━━━━━ Data extract ━━━━━

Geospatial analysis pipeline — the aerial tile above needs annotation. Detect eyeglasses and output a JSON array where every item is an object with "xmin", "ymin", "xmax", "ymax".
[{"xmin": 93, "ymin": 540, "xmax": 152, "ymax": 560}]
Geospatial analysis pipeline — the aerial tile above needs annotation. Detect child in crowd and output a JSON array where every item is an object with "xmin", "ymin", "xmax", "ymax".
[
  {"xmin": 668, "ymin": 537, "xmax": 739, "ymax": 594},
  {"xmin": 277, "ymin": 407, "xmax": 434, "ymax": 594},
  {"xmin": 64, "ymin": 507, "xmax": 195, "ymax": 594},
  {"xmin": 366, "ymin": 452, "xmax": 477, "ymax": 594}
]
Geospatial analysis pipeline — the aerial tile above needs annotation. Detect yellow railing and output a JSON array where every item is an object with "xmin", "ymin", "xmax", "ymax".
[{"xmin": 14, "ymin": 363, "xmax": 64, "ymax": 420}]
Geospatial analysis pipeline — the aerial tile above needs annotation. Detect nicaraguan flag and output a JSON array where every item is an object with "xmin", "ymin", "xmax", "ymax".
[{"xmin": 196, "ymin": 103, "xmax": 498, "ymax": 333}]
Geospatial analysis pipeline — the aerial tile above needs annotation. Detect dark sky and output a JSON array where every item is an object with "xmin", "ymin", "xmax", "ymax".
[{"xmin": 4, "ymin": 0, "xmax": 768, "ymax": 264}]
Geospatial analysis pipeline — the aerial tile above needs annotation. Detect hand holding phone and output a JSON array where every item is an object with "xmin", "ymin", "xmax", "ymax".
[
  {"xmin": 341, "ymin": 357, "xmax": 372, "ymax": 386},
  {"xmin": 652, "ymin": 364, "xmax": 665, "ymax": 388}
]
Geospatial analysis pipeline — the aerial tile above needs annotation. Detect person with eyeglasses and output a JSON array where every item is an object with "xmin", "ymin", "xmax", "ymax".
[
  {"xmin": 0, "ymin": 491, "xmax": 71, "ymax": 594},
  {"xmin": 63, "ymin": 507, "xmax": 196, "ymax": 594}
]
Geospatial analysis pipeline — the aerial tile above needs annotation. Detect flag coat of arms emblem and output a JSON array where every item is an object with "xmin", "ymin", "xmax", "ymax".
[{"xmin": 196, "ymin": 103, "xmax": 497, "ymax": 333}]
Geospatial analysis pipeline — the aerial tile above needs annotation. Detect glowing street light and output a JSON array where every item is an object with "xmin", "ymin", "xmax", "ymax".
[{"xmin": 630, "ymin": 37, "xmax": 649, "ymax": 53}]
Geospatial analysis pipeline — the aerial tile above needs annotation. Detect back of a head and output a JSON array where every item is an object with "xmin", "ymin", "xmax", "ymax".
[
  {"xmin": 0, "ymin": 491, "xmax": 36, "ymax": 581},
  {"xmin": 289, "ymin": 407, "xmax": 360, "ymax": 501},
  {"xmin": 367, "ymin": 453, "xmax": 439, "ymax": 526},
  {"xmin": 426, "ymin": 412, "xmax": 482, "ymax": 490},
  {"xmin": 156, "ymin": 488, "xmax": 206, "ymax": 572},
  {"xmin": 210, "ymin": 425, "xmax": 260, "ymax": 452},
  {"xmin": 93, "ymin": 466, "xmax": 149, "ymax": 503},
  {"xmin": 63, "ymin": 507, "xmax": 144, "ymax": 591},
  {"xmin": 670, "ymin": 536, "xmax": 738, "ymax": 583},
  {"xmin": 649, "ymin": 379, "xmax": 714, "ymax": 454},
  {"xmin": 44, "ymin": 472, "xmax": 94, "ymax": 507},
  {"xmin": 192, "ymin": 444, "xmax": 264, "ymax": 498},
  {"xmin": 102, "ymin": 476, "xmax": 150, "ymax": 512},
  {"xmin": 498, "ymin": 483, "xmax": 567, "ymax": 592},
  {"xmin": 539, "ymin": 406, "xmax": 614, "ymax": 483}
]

━━━━━

-- Directions for this task --
Without omitting anything, reproduce the whole of the data.

-- Task solution --
Geospatial analysis pipeline — the aerial tile above needs annotation. Detect eyeglasses and output a JSON array where every item is an object with "xmin", "ymin", "xmax", "ymax".
[{"xmin": 93, "ymin": 540, "xmax": 152, "ymax": 560}]
Geospatial analysis pipeline — the aerial tile above needs annotation. Detect child in crowd and output a JSON array where every item is an object with "xmin", "ymin", "xmax", "ymax".
[
  {"xmin": 668, "ymin": 537, "xmax": 739, "ymax": 594},
  {"xmin": 277, "ymin": 407, "xmax": 434, "ymax": 594},
  {"xmin": 64, "ymin": 507, "xmax": 195, "ymax": 594},
  {"xmin": 366, "ymin": 452, "xmax": 477, "ymax": 594}
]
Geospatial analysis pipeline — the aerial tile above needs annotation. Detect yellow railing and output a JSON array where every item is an object with "xmin", "ymin", "xmax", "ymax".
[{"xmin": 14, "ymin": 363, "xmax": 64, "ymax": 420}]
Geospatial analysis pipeline — the aerial tile above needs annotation. Detect nicaraguan flag and output a JSON array where every item is an object with "xmin", "ymin", "xmax", "ymax".
[{"xmin": 196, "ymin": 103, "xmax": 498, "ymax": 333}]
Geospatial analysis pipeline — the aerial tile above needs annotation. Detect dark sky and output a JSON array where every item is an object with "xmin", "ymin", "xmax", "ymax".
[{"xmin": 4, "ymin": 0, "xmax": 768, "ymax": 264}]
Geospatial analysis pipeline — the aerial tile above needs annotation. Detect hand holding phone and output a JSON array where every item is an object with "xmin", "ymin", "xmax", "ymax".
[
  {"xmin": 341, "ymin": 357, "xmax": 372, "ymax": 386},
  {"xmin": 652, "ymin": 364, "xmax": 665, "ymax": 388}
]
Geospatial analysis pipeline — the aerial tile above needs annotation. Detect person with eyeglasses and output a JSON array where every item is an object with "xmin", "ymin", "xmax", "ymax".
[
  {"xmin": 0, "ymin": 491, "xmax": 71, "ymax": 594},
  {"xmin": 63, "ymin": 507, "xmax": 196, "ymax": 594}
]
Geospatial analysis pipeline — the aerial tile above needs annotation. Detect flag coat of arms emblem and output a JSON array where every item is an object with "xmin", "ymin", "xmax", "ymax".
[{"xmin": 196, "ymin": 103, "xmax": 497, "ymax": 333}]
Geospatial analysis pipeline — the aerial tile above needs annotation. Detect glowing street light and output a JSON array where every item is an object with "xmin", "ymin", "xmax", "ymax".
[{"xmin": 630, "ymin": 37, "xmax": 649, "ymax": 53}]
Geospatial analysis pipeline — the aerial tile above needs annotation. Detect back of a head and output a JSON array where every item is an object with "xmin", "ymin", "xmax", "ymax".
[
  {"xmin": 0, "ymin": 491, "xmax": 36, "ymax": 581},
  {"xmin": 289, "ymin": 407, "xmax": 360, "ymax": 501},
  {"xmin": 367, "ymin": 453, "xmax": 439, "ymax": 526},
  {"xmin": 426, "ymin": 412, "xmax": 482, "ymax": 490},
  {"xmin": 156, "ymin": 488, "xmax": 206, "ymax": 572},
  {"xmin": 210, "ymin": 425, "xmax": 260, "ymax": 452},
  {"xmin": 93, "ymin": 466, "xmax": 149, "ymax": 503},
  {"xmin": 63, "ymin": 507, "xmax": 144, "ymax": 591},
  {"xmin": 670, "ymin": 536, "xmax": 738, "ymax": 583},
  {"xmin": 649, "ymin": 379, "xmax": 714, "ymax": 454},
  {"xmin": 44, "ymin": 472, "xmax": 94, "ymax": 507},
  {"xmin": 192, "ymin": 444, "xmax": 264, "ymax": 498},
  {"xmin": 102, "ymin": 476, "xmax": 150, "ymax": 512},
  {"xmin": 498, "ymin": 483, "xmax": 567, "ymax": 592},
  {"xmin": 539, "ymin": 406, "xmax": 614, "ymax": 483}
]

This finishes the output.